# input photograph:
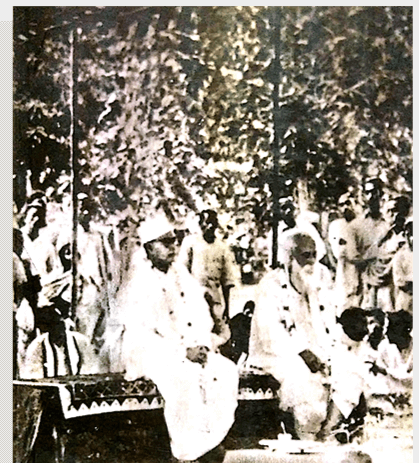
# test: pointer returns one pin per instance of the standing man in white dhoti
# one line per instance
(168, 338)
(343, 243)
(211, 262)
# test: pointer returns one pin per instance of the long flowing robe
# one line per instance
(165, 314)
(378, 254)
(402, 276)
(284, 325)
(348, 288)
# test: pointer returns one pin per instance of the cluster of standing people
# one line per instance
(337, 336)
(157, 304)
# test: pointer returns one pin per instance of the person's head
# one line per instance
(374, 194)
(249, 308)
(288, 214)
(399, 331)
(65, 255)
(36, 211)
(17, 242)
(345, 205)
(408, 233)
(302, 249)
(348, 456)
(51, 320)
(162, 251)
(376, 320)
(208, 222)
(354, 323)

++++++

▶ [WHAT YOU ARE ASKED TO DO] Please write every line above out exactly as given, except for any pictures.

▶ [RESULT BELOW]
# input photograph:
# test: pointer returns one pin per instance of the standing man in white dhoti
# one line per instance
(168, 338)
(343, 243)
(211, 262)
# test: pointer returns one pin per instance of the long flowing robe
# one line per instance
(165, 314)
(378, 254)
(402, 276)
(284, 325)
(348, 288)
# test: pointer returns one pin per instance of the cluster of standing people
# one line per instance
(337, 336)
(157, 304)
# test: pointer returns one pin per instance of the person's head
# one line per instance
(374, 194)
(249, 308)
(288, 214)
(399, 331)
(65, 255)
(36, 211)
(17, 242)
(345, 205)
(408, 233)
(302, 249)
(348, 456)
(51, 320)
(162, 251)
(376, 320)
(208, 222)
(354, 323)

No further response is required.